REQUIRED TASK:
List every line of the items below that contains the string "water", copying each line in full. Treat case as significant when matching.

AVAILABLE DATA:
------------------------------------
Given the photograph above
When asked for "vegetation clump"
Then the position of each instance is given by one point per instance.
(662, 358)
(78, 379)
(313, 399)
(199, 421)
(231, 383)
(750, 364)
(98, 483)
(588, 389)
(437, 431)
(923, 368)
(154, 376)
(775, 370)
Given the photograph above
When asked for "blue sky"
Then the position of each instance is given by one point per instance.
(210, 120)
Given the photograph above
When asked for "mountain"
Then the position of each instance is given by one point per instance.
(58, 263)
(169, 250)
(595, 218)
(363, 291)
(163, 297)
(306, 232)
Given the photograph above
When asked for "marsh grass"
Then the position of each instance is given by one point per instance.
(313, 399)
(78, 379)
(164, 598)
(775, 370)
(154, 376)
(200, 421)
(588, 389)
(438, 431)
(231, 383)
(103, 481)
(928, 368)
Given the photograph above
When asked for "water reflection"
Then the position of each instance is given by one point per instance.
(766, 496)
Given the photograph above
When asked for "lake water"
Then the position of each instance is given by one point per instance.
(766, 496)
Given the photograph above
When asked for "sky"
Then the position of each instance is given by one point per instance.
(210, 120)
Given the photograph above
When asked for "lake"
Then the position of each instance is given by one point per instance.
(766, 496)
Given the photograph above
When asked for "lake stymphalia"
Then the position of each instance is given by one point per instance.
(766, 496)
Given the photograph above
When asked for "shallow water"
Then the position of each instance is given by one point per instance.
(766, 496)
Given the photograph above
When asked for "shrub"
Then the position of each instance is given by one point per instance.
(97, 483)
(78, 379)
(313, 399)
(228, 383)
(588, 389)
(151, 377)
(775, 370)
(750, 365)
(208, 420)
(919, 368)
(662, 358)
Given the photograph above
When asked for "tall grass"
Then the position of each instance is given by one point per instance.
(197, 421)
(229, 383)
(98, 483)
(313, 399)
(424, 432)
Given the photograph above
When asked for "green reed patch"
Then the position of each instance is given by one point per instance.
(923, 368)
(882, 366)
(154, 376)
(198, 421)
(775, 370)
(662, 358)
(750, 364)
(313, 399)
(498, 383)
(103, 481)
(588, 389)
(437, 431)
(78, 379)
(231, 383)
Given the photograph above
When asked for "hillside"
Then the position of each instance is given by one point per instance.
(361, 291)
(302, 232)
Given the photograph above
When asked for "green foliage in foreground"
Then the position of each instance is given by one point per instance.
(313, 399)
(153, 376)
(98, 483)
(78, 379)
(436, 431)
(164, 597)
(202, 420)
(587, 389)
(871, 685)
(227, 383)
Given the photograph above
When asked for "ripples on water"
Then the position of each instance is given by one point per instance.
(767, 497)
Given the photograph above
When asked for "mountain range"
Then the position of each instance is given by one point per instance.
------------------------------------
OUTPUT FOR THIS EXERCISE:
When asked for "water reflection"
When asked for "lake water"
When asked for "shallow water"
When asked for "ripples on water"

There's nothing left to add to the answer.